**Goal**: Rewrite the listing below as a numbered list with one line per item, dropping any blank lines and leaving out the pictures.
--- Begin ---
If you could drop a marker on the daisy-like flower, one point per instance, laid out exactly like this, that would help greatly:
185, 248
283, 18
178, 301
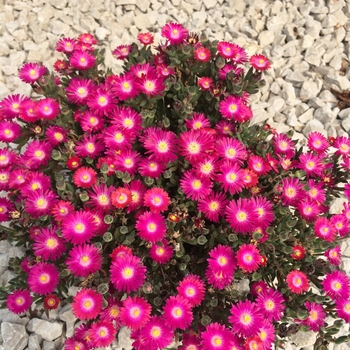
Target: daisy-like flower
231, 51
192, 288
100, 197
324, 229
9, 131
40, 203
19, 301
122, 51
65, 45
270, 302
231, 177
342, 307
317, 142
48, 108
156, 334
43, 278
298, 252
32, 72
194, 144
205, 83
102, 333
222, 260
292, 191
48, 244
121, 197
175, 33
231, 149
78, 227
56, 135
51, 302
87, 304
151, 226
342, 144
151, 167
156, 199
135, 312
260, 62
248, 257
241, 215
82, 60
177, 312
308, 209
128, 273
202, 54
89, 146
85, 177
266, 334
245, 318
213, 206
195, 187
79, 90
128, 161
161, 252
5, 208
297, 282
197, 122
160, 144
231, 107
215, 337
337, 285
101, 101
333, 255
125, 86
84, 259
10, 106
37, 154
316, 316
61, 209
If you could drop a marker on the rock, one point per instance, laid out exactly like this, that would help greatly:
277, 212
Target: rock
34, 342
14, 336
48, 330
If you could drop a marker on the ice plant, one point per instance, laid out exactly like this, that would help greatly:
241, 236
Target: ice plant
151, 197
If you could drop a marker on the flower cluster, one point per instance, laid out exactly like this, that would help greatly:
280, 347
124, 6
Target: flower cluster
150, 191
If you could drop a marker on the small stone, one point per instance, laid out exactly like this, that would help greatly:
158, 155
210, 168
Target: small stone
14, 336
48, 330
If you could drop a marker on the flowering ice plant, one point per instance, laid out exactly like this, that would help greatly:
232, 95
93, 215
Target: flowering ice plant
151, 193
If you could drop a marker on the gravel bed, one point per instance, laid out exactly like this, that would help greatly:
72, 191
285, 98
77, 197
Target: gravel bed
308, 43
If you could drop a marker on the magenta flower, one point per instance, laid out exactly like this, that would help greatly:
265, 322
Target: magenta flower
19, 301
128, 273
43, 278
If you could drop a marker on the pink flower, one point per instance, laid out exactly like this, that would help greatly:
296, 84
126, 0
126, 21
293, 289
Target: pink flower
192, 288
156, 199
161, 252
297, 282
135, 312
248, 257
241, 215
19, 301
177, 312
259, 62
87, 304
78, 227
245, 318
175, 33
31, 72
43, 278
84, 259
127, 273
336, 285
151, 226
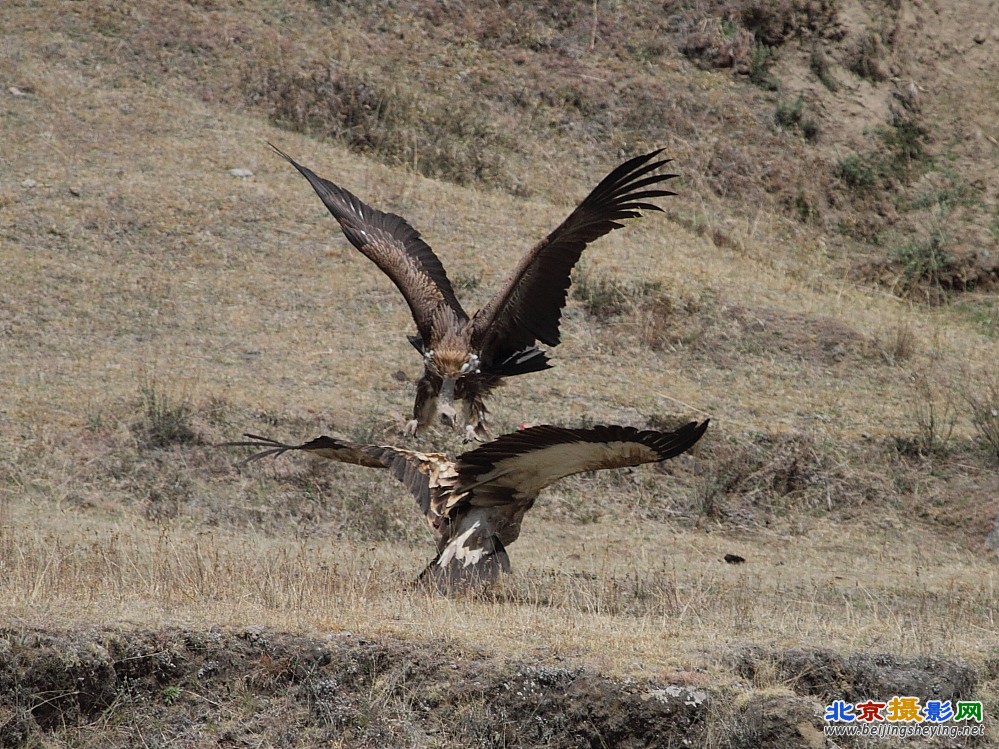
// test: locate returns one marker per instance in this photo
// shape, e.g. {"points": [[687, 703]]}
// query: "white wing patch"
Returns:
--- End ---
**Exercise result**:
1. If you could drop a marker on the daisy-like flower, one point per instance, laid out exactly like this, that would help greatly:
2. 185, 248
3. 283, 18
4. 178, 301
5. Target: daisy-like flower
6. 231, 51
7. 192, 288
8. 100, 197
9. 324, 229
10. 9, 131
11. 40, 203
12. 19, 301
13. 122, 51
14. 65, 45
15. 270, 302
16. 231, 177
17. 342, 307
18. 317, 142
19. 48, 108
20. 156, 334
21. 43, 278
22. 298, 252
23. 32, 72
24. 194, 144
25. 205, 83
26. 102, 333
27. 222, 260
28. 292, 191
29. 48, 244
30. 121, 197
31. 175, 33
32. 231, 149
33. 78, 227
34. 56, 135
35. 51, 302
36. 87, 304
37. 151, 226
38. 342, 144
39. 151, 167
40. 156, 199
41. 135, 312
42. 260, 62
43. 248, 257
44. 241, 215
45. 82, 60
46. 177, 312
47. 308, 209
48. 128, 273
49. 202, 54
50. 89, 146
51. 85, 177
52. 266, 334
53. 245, 318
54. 213, 206
55. 195, 187
56. 79, 90
57. 128, 161
58. 161, 252
59. 5, 208
60. 297, 282
61. 197, 122
62. 160, 144
63. 231, 107
64. 215, 337
65. 337, 285
66. 101, 101
67. 333, 255
68. 125, 86
69. 84, 259
70. 10, 106
71. 37, 154
72. 316, 316
73. 61, 209
74. If you could drop a marker on the rock, one point per instance, laid out exactly like this, that would help greatly:
75. 277, 212
76. Target: rock
77. 34, 342
78. 14, 336
79. 48, 330
80. If you could drop a marker on the ice plant, one point per instance, laid out exactly like this, that would help greatly:
81. 241, 236
82. Target: ice plant
83. 151, 197
84. If you could drop a marker on the flower cluster, one point per instance, laid out exactly like this, that would help greatly:
85. 280, 347
86. 124, 6
87. Target: flower cluster
88. 150, 191
89. If you could drop a marker on the small stone, one point per instance, laid out exactly like this, that would help greatly:
90. 158, 155
91. 210, 168
92. Target: small stone
93. 14, 336
94. 48, 330
95. If you could drop a marker on the flowering ice plant, one point per instance, laid out exactly like this, that would help greatly:
96. 232, 95
97. 93, 215
98. Target: flowering ice plant
99. 151, 193
100. If you could drop a marker on the gravel bed, one point per instance, laid out exactly like this, that would help greatly:
101. 72, 191
102. 285, 98
103. 77, 197
104. Target: gravel bed
105. 308, 43
106. If you could drop a marker on the magenta flower, one point per instance, laid out exactly like this, that would help greatly:
107. 265, 322
108. Target: magenta flower
109. 19, 301
110. 128, 273
111. 43, 278
112. If you could drop a marker on the pink flower, one point per instance, laid out exactly like this, that would help greatly:
113. 296, 84
114. 126, 0
115. 126, 21
116. 293, 289
117. Target: pink flower
118. 192, 288
119. 156, 199
120. 161, 252
121. 297, 282
122. 135, 312
123. 248, 257
124. 241, 215
125. 19, 301
126. 177, 312
127. 259, 62
128. 87, 304
129. 78, 227
130. 245, 318
131. 175, 33
132. 31, 72
133. 43, 278
134. 84, 259
135. 127, 273
136. 336, 285
137. 151, 226
138. // test: locate returns one marker per instance in this photo
139. // shape, e.g. {"points": [[687, 703]]}
140. // query: "white wing patch"
141. Returns:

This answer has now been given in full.